▶ _Saved entries_

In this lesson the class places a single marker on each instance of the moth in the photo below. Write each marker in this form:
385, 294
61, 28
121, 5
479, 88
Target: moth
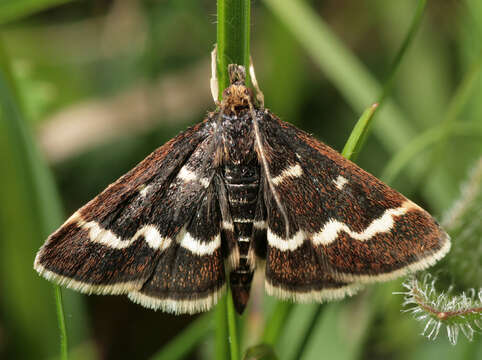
240, 191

▶ _Task brief_
Give the records again exactly, pictures left out.

▶ _Solution to this problem_
In this lesson the class places a single marker on each instance of the moth in the photo below. Write each marker in this form:
385, 294
61, 28
121, 5
479, 88
Target: moth
240, 191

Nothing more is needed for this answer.